### Text excerpt:
▼

Code is Data that is charged. Code that is evaluated is Data.

Objects are generally kept in their symbolic form until their lazy evaluation can no longer be delayed.

In root contexts and function calls objects get fully evaluated. Root contexts are the shell, files and the main function.

z=y*y
y=x+x
x=3

⚠️ In the shell, assignments are treated symbolically! z=y*y would be erroneous in a normal block, if y was not defined!

In the shell objects are printed in their symbolic form and evaluated until their final value is revealed:

>>> z
y*y
(x+x)*(x+x)
(3+3)*(3+3)
6*6
36

To see the final value of directly, objects are evaluated with o() o? or o!

>>> z!
36

The shell also has a direct mode in which the intermediate steps are omitted and just the final value is printed. Which way is default can be configured.

Objects being charged means that data is treated as code, and that their symbol gets evaluated.

help={info:"there is no help "}
> help # nothing happens, help is **uncharged data**
to help={print "there is no help "}
> help # prints the message, help was code
help={info:{get help}}
help # in root contexts like the shell help gets evaluated and ``get help`` is called
info:{get help}
info:"whatever get help returned"

Objects get charged with function keywords like to as can be seen above.
To uncharge symbols/functions they can be prefixed with function,code or data.
E.g. print function help will print the function definition, and not call get help.

When calling a function all parameters are fully evaluated (unless being explicitly uncharged as above)

It is important to note that help={data:{get help}} will not call get help until help is evaluated.
To create data with return values of evaluated functions on the spot, objects are evaluated with o() o? or o! help={info:{get help!}} help={info:"whatever get help returned"}

The exclamation operator '!' evaluates everything in an expression on its left side (on the spot).

Later: As in lisp there can be several levels of quoting. macros are just second order functions of auto-quoted data. To force arguments as being auto quoted, they can be denoted as data = quoted or code = block . To do: are these really equal synonyms, or does the block keyword act differently to the code class?

If in doubt, objects can be evaluated on the spot (in the current context) with o() o? or o!

The lisp concepts of quoted code as data closely resemble Angle's concept of uncharged symbols aka data. Unlike lisp in Angle charging and unchanging (un-quoting and quoting) are equal parts of the language.

While lisp is "function default" angle is "data default", that is: anything which is not a function is treated as data, unless (explicitly) evaluated in which case that data is treated as code.

▲

### Exercise set:
• a. Please reproduce the Angle passage from "Later: As in" up to and including "context) with o() o? or o!".
• b. In the Angle passage, which root contexts are named?
• c. Resume the Angle passage after its final sentence.

### Dataset content:
▼

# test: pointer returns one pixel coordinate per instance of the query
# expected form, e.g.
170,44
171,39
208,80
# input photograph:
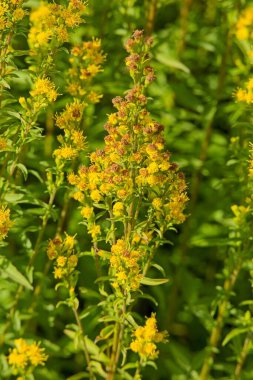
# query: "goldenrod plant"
126,189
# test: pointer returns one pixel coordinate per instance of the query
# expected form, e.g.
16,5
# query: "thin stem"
151,14
116,346
31,261
84,345
243,355
217,329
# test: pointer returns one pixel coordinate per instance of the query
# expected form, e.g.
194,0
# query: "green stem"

▲

### Solved problems:
• a.
Later: As in lisp there can be several levels of quoting. macros are just second order functions of auto-quoted data. To force arguments as being auto quoted, they can be denoted as data = quoted or code = block . To do: are these really equal synonyms, or does the block keyword act differently to the code class?

If in doubt, objects can be evaluated on the spot (in the current context) with o() o? or o!

• b. The shell, files and the main function.

• c.
The difference between code and charged symbols is subtle: A symbol which holds data is code once the symbol is evaluated. A charged symbol gets evaluated whenever it occurs. Code gets evaluated without being attached to a symbol. What sounds complicated shall be obvious in the examples from above

help={info:"there is no help "} # data
help={info:{get help}}  # data until evaluated with help!
help={info:{get help!}}  # data with value of `get help`
to help={print "there is no help "} # charged symbol, call with help! or just `help`
info:{get help} # code evaluated on the spot

() denotes code by default {} denotes data by default

Is it possible to write closures as x : x*x ? so {x:x*x}(3)=9 ?

map [1 2 3] x:x*x == [1 4 9] ?

Alternative syntax:

map [1 2 3] x:x*x
map [1 2 3] x=>x*x
map [1 2 3] x->x*x
map [1 2 3] (x){x*x}  
map [1 2 3] {it*it}
map [1 2 3] it*it # no! it could be already evaluated!!
map [1 2 3] {|x| x*x} #meh
map [1 2 3] {x in x*x} 

repeated symbol execution

In which situations does a symbol get executed multiple times?

square x:=xx # only once: x is argument square x=xx # only once: x is argument square:=xx # twice (or never if kept symbolically) square=xx # only once: x is context variable, or twice?

result keyword

The result keyword always refers to the last object in the stack, either the last declaration or the return value of the last function call. ⚠️ since everything in angle is an expression, the special result variable is also set in code such as

if 1>0 : print "hi" else : print "ho"
print result  # => "hi" !

Functions which return void 'return' the last value in the result slot. Todo: bad concept? side effects and information leakage.

it keyword

In lambda expressions, the it keyword refers to the first (implicit argument), otherwise it refers to self or the last result.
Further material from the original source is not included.